╭─ RECORDS FOR THE EXERCISE

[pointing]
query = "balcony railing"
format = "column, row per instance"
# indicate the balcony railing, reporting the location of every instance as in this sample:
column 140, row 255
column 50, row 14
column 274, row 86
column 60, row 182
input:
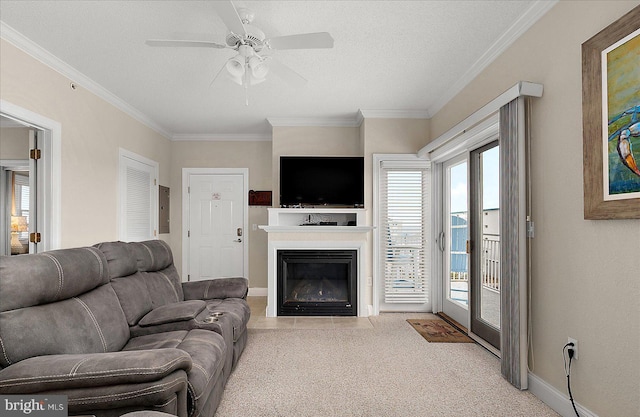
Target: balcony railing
column 490, row 264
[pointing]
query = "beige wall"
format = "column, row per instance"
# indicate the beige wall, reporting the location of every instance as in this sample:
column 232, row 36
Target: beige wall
column 386, row 136
column 373, row 136
column 92, row 132
column 303, row 141
column 14, row 143
column 225, row 154
column 586, row 274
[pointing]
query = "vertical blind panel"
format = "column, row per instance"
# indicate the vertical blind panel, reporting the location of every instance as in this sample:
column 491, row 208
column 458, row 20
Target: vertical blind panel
column 403, row 197
column 138, row 222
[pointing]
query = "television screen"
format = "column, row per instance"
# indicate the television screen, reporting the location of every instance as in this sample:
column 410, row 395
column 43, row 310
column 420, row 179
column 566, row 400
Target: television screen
column 322, row 180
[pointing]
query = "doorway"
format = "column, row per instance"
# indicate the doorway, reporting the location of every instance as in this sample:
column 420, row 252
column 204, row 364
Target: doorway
column 44, row 178
column 19, row 205
column 215, row 218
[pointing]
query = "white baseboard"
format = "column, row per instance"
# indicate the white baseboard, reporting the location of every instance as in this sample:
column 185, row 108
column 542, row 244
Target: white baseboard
column 257, row 292
column 555, row 399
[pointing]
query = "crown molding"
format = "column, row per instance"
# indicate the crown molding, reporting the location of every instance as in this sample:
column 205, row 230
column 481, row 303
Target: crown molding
column 313, row 121
column 347, row 121
column 519, row 27
column 221, row 137
column 393, row 114
column 36, row 51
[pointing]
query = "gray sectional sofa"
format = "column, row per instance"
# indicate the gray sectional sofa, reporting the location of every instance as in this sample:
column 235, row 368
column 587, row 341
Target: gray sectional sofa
column 114, row 328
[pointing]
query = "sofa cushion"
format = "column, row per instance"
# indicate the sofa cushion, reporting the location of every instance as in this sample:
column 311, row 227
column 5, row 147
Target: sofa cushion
column 237, row 309
column 207, row 350
column 169, row 313
column 89, row 323
column 235, row 287
column 48, row 277
column 164, row 286
column 63, row 372
column 133, row 295
column 152, row 255
column 121, row 258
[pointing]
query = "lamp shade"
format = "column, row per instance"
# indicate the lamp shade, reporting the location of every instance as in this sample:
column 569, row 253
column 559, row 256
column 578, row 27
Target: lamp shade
column 19, row 224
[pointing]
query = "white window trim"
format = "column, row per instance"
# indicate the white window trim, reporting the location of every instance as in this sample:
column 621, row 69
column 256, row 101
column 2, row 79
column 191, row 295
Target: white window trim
column 122, row 218
column 410, row 160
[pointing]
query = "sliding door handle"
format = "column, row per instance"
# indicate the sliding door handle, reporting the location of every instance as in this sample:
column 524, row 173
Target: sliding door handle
column 441, row 241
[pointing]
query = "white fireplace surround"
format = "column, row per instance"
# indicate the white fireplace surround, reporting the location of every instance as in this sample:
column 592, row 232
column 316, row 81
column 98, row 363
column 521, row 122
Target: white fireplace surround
column 272, row 280
column 285, row 222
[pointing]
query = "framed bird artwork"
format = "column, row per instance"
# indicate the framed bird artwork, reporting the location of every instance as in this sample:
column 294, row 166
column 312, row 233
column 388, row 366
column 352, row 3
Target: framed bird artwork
column 611, row 120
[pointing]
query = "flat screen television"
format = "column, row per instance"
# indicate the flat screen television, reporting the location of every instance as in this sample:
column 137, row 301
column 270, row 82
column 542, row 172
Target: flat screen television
column 322, row 180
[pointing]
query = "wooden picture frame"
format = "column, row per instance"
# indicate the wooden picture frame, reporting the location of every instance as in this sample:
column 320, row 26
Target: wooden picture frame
column 259, row 198
column 596, row 207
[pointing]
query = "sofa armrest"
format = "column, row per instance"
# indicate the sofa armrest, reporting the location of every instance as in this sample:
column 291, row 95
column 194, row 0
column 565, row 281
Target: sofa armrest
column 216, row 288
column 169, row 313
column 63, row 372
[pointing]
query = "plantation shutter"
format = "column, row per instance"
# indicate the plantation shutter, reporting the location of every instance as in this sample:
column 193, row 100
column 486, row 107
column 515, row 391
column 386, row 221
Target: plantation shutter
column 404, row 219
column 138, row 195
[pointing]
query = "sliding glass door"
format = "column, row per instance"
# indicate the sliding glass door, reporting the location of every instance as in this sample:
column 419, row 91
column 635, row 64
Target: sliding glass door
column 484, row 215
column 453, row 240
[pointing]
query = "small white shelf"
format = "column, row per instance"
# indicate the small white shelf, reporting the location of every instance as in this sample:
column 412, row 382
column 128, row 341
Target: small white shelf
column 312, row 217
column 316, row 229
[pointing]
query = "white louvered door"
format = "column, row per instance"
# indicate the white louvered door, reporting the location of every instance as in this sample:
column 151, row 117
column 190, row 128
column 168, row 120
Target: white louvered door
column 403, row 236
column 138, row 197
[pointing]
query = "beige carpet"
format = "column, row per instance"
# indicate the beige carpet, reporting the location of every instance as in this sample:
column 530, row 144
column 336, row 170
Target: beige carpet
column 388, row 370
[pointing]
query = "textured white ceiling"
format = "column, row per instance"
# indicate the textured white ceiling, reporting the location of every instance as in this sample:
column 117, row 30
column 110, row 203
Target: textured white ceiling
column 388, row 55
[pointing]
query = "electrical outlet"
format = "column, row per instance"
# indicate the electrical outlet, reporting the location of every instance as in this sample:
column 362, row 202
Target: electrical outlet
column 575, row 347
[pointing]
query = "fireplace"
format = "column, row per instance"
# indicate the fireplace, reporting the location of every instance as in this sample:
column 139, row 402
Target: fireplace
column 317, row 282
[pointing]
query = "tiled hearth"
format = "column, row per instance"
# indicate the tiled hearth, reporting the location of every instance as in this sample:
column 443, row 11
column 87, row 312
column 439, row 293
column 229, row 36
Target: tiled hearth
column 259, row 320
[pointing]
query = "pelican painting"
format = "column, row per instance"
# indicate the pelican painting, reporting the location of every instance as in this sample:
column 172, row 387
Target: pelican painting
column 621, row 73
column 624, row 147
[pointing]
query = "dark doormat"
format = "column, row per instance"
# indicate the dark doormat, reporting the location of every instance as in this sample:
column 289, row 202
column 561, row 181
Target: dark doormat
column 438, row 330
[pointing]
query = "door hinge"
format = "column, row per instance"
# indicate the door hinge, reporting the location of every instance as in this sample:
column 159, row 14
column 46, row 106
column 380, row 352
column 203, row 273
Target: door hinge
column 35, row 237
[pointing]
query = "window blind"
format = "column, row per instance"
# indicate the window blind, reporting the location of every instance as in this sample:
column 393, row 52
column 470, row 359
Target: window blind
column 138, row 208
column 403, row 221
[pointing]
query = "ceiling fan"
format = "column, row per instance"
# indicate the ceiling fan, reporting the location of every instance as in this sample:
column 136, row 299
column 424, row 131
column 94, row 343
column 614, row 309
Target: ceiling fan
column 250, row 65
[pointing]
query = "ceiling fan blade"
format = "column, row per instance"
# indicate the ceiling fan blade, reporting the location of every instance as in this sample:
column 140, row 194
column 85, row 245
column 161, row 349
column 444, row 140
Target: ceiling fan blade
column 286, row 74
column 217, row 75
column 230, row 17
column 301, row 41
column 181, row 43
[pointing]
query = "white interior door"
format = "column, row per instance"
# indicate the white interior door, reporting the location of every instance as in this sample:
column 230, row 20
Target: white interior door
column 217, row 222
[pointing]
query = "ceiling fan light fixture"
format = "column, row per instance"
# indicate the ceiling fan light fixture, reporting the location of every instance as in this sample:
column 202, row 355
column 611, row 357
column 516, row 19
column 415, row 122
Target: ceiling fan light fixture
column 235, row 66
column 259, row 68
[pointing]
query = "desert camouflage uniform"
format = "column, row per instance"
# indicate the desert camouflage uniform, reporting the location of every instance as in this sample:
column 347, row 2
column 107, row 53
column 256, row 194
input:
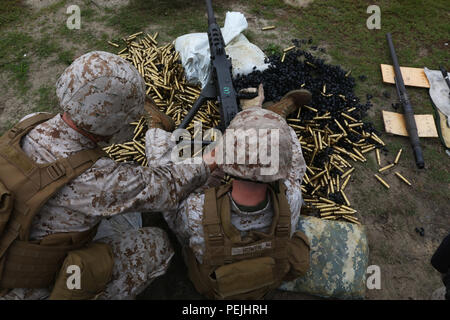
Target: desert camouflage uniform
column 108, row 188
column 186, row 221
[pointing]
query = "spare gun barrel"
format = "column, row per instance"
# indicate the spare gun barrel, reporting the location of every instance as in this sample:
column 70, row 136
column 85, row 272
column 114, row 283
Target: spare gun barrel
column 407, row 108
column 211, row 17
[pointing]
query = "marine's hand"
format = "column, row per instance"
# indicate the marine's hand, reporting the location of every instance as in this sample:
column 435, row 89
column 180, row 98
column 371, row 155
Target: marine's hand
column 255, row 102
column 156, row 118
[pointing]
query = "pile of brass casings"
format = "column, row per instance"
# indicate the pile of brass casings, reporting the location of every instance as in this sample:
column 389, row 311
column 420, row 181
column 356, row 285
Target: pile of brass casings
column 167, row 86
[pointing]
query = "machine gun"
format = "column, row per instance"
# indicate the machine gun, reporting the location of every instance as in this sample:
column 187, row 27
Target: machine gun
column 220, row 80
column 407, row 108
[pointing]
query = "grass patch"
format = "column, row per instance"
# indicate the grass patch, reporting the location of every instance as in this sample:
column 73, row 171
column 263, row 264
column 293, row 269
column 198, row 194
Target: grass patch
column 46, row 46
column 66, row 57
column 11, row 11
column 14, row 58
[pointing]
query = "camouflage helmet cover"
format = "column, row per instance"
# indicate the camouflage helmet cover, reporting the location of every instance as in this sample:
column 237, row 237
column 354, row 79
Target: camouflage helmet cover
column 266, row 139
column 101, row 92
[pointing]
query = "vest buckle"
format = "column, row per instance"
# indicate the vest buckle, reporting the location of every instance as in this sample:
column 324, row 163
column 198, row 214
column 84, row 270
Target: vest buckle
column 55, row 171
column 282, row 230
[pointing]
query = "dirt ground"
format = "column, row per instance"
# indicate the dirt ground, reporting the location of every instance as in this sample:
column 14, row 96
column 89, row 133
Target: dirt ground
column 390, row 217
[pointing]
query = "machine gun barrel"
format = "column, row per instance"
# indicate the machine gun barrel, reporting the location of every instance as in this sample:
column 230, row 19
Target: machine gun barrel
column 407, row 107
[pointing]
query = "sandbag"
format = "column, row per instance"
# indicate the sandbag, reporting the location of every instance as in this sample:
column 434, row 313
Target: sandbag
column 195, row 55
column 338, row 260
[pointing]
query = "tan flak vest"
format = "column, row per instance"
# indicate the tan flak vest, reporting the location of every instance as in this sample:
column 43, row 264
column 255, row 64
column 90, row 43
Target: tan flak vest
column 25, row 187
column 236, row 267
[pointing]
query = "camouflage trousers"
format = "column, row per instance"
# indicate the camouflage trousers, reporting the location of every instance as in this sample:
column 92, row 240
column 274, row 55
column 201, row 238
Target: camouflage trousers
column 140, row 256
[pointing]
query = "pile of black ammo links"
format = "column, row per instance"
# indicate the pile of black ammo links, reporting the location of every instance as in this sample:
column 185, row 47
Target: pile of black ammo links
column 334, row 117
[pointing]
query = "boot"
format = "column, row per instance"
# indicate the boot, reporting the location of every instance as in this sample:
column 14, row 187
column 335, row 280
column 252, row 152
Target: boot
column 156, row 118
column 291, row 102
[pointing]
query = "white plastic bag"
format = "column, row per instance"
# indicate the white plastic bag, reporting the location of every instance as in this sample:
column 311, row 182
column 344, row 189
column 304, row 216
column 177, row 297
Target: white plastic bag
column 195, row 54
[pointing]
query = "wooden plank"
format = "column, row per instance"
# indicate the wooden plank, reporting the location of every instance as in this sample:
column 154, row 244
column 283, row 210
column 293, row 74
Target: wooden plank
column 395, row 123
column 414, row 77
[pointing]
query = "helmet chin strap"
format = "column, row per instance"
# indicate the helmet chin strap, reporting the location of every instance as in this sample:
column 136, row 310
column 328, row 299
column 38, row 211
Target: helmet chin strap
column 93, row 137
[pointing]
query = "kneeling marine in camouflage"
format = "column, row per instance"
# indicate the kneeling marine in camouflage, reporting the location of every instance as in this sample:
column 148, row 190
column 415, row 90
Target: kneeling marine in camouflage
column 239, row 239
column 56, row 186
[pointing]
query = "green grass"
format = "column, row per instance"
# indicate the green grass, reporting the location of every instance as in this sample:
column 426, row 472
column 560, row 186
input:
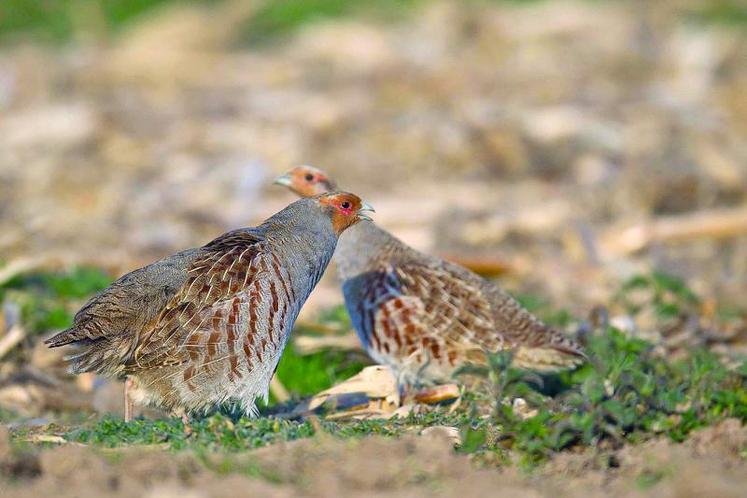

╰─

TASK BRIEF: Count the lines in the records above that contain the string "armrest", matching case exactly. Reply with the number only.

RESPONSE TO THE EXERCISE: 3